§ REQUEST
Filter the data below and copy out every line that contains the string "beige", treating uppercase and lowercase as different.
· · ·
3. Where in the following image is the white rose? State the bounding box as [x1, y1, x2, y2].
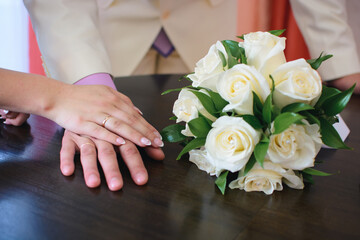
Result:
[271, 59, 322, 108]
[239, 32, 286, 86]
[216, 64, 270, 114]
[188, 41, 227, 90]
[205, 116, 260, 172]
[189, 148, 222, 176]
[229, 161, 304, 195]
[267, 120, 322, 170]
[173, 88, 216, 137]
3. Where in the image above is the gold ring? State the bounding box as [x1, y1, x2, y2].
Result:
[101, 115, 111, 127]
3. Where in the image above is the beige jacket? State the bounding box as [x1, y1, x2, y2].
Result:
[291, 0, 360, 80]
[24, 0, 237, 83]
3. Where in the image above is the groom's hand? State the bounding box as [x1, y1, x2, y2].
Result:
[60, 130, 164, 191]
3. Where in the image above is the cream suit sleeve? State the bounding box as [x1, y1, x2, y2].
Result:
[24, 0, 111, 84]
[290, 0, 360, 81]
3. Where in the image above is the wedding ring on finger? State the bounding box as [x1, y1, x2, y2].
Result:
[80, 143, 95, 149]
[101, 115, 111, 128]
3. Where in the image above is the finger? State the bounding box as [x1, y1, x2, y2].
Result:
[120, 141, 148, 185]
[4, 113, 30, 126]
[79, 122, 125, 146]
[104, 117, 151, 147]
[5, 111, 20, 119]
[145, 147, 165, 161]
[60, 131, 76, 176]
[72, 133, 101, 188]
[92, 139, 124, 191]
[103, 111, 164, 147]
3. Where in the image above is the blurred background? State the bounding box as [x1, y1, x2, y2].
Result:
[0, 0, 310, 75]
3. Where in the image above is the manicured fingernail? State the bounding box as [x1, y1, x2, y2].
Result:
[140, 137, 151, 146]
[63, 165, 71, 176]
[154, 138, 164, 147]
[116, 138, 126, 145]
[154, 132, 162, 140]
[135, 173, 146, 184]
[88, 174, 98, 186]
[134, 107, 144, 115]
[109, 177, 121, 190]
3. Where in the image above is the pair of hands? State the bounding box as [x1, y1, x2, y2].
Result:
[0, 85, 164, 191]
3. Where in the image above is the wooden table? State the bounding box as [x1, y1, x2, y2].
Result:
[0, 75, 360, 239]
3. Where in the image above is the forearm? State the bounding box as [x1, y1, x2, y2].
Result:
[0, 68, 67, 116]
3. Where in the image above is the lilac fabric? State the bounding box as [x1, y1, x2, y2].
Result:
[153, 28, 175, 57]
[74, 73, 116, 90]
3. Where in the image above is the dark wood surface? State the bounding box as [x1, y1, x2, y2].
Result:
[0, 75, 360, 239]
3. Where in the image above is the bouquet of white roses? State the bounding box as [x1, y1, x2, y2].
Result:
[162, 30, 354, 194]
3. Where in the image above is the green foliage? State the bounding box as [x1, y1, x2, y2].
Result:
[241, 115, 264, 130]
[254, 135, 270, 168]
[244, 153, 256, 176]
[322, 84, 355, 116]
[188, 116, 211, 137]
[176, 138, 206, 160]
[190, 90, 217, 116]
[215, 171, 229, 195]
[306, 52, 333, 70]
[160, 124, 186, 142]
[273, 112, 305, 134]
[281, 102, 314, 113]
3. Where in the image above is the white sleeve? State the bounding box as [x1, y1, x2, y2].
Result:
[290, 0, 360, 81]
[24, 0, 111, 84]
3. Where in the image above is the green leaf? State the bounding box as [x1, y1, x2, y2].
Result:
[262, 94, 273, 124]
[273, 112, 305, 134]
[302, 168, 332, 176]
[176, 138, 206, 160]
[190, 90, 217, 117]
[319, 117, 351, 149]
[236, 34, 245, 40]
[215, 171, 229, 195]
[244, 153, 256, 176]
[221, 40, 238, 68]
[301, 111, 320, 126]
[169, 116, 177, 120]
[219, 51, 227, 68]
[315, 85, 341, 108]
[160, 124, 186, 142]
[306, 52, 333, 70]
[322, 84, 355, 116]
[253, 91, 263, 119]
[188, 116, 211, 137]
[269, 29, 286, 37]
[281, 102, 314, 113]
[254, 135, 270, 168]
[241, 115, 264, 129]
[206, 89, 229, 112]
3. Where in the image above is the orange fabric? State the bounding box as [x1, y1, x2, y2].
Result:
[270, 0, 310, 61]
[29, 19, 45, 75]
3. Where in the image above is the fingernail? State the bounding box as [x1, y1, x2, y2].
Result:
[116, 138, 126, 145]
[109, 177, 121, 190]
[88, 174, 98, 186]
[134, 106, 144, 115]
[154, 138, 164, 147]
[135, 173, 146, 184]
[154, 132, 162, 140]
[140, 137, 151, 146]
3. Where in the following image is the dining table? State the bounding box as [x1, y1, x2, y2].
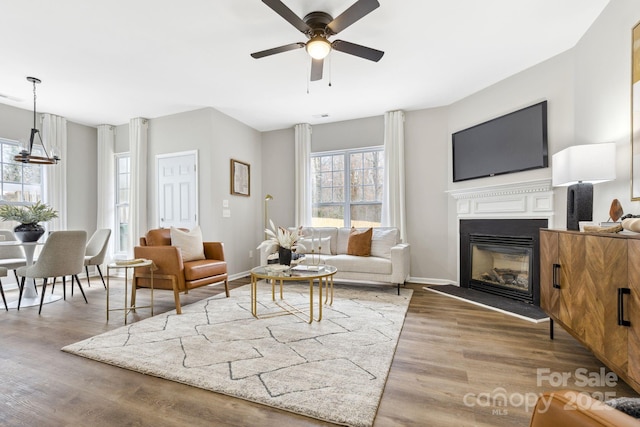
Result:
[0, 240, 62, 308]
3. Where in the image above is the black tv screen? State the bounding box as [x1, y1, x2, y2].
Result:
[452, 101, 548, 182]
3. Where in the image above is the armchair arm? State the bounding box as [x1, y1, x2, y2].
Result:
[133, 246, 184, 277]
[391, 243, 411, 283]
[203, 242, 224, 261]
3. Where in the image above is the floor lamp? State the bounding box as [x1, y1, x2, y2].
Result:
[551, 142, 616, 230]
[264, 194, 273, 240]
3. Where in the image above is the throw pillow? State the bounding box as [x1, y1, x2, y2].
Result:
[170, 225, 205, 261]
[296, 236, 331, 255]
[347, 228, 373, 256]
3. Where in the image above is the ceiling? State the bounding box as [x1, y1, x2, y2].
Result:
[0, 0, 609, 131]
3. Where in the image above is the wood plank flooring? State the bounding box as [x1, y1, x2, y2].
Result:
[0, 278, 637, 427]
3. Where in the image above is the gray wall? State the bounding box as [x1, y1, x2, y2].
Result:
[145, 108, 263, 275]
[0, 104, 98, 235]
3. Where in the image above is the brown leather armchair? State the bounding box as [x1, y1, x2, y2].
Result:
[530, 390, 640, 427]
[131, 228, 229, 314]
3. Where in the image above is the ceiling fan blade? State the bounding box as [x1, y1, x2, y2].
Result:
[311, 58, 324, 82]
[262, 0, 311, 33]
[328, 0, 380, 34]
[331, 40, 384, 62]
[251, 42, 304, 59]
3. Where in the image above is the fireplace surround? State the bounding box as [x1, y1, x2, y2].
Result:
[460, 219, 548, 306]
[448, 178, 554, 305]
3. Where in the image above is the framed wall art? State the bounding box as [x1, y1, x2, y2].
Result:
[631, 23, 640, 200]
[231, 159, 251, 197]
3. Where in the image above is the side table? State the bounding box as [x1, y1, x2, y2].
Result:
[107, 259, 156, 325]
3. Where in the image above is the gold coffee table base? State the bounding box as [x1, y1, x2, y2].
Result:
[251, 266, 338, 323]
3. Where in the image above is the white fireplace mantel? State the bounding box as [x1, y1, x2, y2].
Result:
[447, 179, 553, 227]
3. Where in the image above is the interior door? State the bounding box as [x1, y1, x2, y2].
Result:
[156, 151, 198, 229]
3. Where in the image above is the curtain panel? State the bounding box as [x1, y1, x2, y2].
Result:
[129, 117, 149, 257]
[96, 125, 116, 263]
[295, 123, 312, 227]
[42, 113, 68, 231]
[382, 111, 407, 243]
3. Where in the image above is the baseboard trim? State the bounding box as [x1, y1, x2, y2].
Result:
[407, 276, 458, 286]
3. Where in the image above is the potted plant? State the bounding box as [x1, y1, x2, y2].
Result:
[264, 220, 304, 265]
[0, 201, 58, 242]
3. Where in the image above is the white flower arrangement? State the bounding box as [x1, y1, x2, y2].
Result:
[258, 220, 306, 251]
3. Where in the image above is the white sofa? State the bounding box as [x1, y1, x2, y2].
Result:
[260, 227, 410, 293]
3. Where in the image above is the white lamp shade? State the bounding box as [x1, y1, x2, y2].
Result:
[552, 142, 616, 187]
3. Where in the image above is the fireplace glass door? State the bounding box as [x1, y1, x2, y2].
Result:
[470, 239, 533, 300]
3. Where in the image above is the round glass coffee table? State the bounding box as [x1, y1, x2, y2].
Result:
[251, 264, 338, 323]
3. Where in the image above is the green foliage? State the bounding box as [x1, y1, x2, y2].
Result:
[0, 202, 58, 224]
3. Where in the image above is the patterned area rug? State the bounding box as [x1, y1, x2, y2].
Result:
[62, 283, 413, 426]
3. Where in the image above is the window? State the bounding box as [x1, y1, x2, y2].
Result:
[311, 148, 384, 227]
[0, 138, 44, 204]
[115, 153, 131, 254]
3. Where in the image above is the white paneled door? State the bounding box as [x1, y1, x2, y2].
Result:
[156, 151, 198, 229]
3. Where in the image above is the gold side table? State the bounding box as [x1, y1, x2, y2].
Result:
[107, 259, 157, 325]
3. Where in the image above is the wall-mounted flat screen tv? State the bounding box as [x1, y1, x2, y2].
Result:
[452, 101, 548, 182]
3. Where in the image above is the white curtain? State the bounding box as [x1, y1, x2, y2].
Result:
[42, 113, 68, 231]
[96, 125, 116, 262]
[129, 117, 149, 256]
[295, 123, 311, 227]
[382, 111, 407, 243]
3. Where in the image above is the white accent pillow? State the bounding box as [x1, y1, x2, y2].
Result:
[296, 236, 331, 255]
[170, 225, 205, 261]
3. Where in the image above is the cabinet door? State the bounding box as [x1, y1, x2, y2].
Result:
[540, 230, 560, 318]
[579, 236, 629, 372]
[556, 233, 588, 339]
[624, 239, 640, 384]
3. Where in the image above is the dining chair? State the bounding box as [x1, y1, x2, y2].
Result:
[17, 230, 88, 314]
[0, 267, 9, 311]
[84, 228, 111, 289]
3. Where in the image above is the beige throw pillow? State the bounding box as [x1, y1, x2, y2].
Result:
[170, 225, 205, 261]
[347, 228, 373, 256]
· · ·
§ WORKED ANSWER
3. Where in the image above is the beige jacket? State the bounding box as [x1, y1, x2, y2].
3. Where in the image above is the beige throw pillow? State the bounding box as [x1, y1, x2, y2].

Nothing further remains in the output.